### Reading text ###

6.
I moved to Sydney in 2018, two years into the drug war, to pursue a postgraduate degree. I would present this move as a great adventure to loved ones, even though, at its core, it felt like running away. Manila is only two hours ahead of Sydney, but it takes eight hours to fly there, with majority of the flight just the plane arcing over so much land. So much land. Years later, I will encounter Ania Walwicz’ scathing poem, ‘Australia’, and recognise in her words a familiar wonder and anguish: You too empty. You desert with your nothing nothing nothing. (230)
During my first year as an international student, I joined an event by the university’s Filipino Student Society. I gravitated to a table where they were serving coffee and some local delicacies like lumpia, ground pork and vegetables rolled in pastry, and pancit, vermicelli noodles cooked with soy sauce.
I very recently arrived from the tropics, and surrounded by walls of sandstone, I could feel myself freezing in 20-degree weather. I could see the other new arrivals attired in full-on winter gear, like me: padded coat, scarf, boots. I said hi to a friend of mine who was a practicing lawyer back home and had served as Chief of Staff for two senators. I knew her from my undergraduate days. An activist. The last person you’d think would ‘betray’ the homeland by leaving for greener pastures. I was, to be honest, surprised to see her here.
She introduced me to a friend of hers, another lawyer. They were both studying Master of Laws. “Lawyers are being killed back home,” he told me. “It’s one thing to be attacked online, to be jailed. But to be killed? I’m out of there.”
A sad, callous thought passed through me: Oh, good. I’m not the only coward in this room.
I berated myself for my ungenerosity. Is it cowardice to seek safety? It shouldn’t be. What was upsetting was how the political crisis had broken even the people I believed were unbreakable. If even they had reached their breaking point, what hope was there for the rest of us? For me?
7.
This mindset coloured my stay. There were moments of joy, sure, but there were also moments of intense disquiet. I regarded Australia with a tinge of melancholy, as if I were already mourning my eventual departure. Every migration expense – English language tests, visa fees, private insurance fees, skills assessment fees – is part of the continuous process of proving my identity and my worth, making my existence here feel transitory, as if I don’t quite belong, as if I weren’t actually here.

### Dataset excerpts ###

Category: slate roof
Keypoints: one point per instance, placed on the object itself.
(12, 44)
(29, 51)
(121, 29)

###

◆ Things to do:
(a) Write out the passage from the essay on moving to Sydney, starting at "During my first" and ending at "see her here.".
(b) Which migration expenses does the essay on moving to Sydney name?
(c) Decide whether each statement agrees with the essay on moving to Sydney, and support each yes or no with a quotation: (i) The narrator moved to Sydney to pursue a postgraduate degree. (ii) The narrator's friend and the lawyer she introduced were both studying Master of Laws. (iii) At the student society event, the temperature was 30 degrees.
None of the data matter here.

◆ Responses:
(a)
During my first year as an international student, I joined an event by the university’s Filipino Student Society. I gravitated to a table where they were serving coffee and some local delicacies like lumpia, ground pork and vegetables rolled in pastry, and pancit, vermicelli noodles cooked with soy sauce.
I very recently arrived from the tropics, and surrounded by walls of sandstone, I could feel myself freezing in 20-degree weather. I could see the other new arrivals attired in full-on winter gear, like me: padded coat, scarf, boots. I said hi to a friend of mine who was a practicing lawyer back home and had served as Chief of Staff for two senators. I knew her from my undergraduate days. An activist. The last person you’d think would ‘betray’ the homeland by leaving for greener pastures. I was, to be honest, surprised to see her here.

(b) English language tests, visa fees, private insurance fees, skills assessment fees

(c)
(i) Yes: "I moved to Sydney in 2018, two years into the drug war, to pursue a postgraduate degree."
(ii) Yes: "They were both studying Master of Laws."
(iii) No: "I could feel myself freezing in 20-degree weather."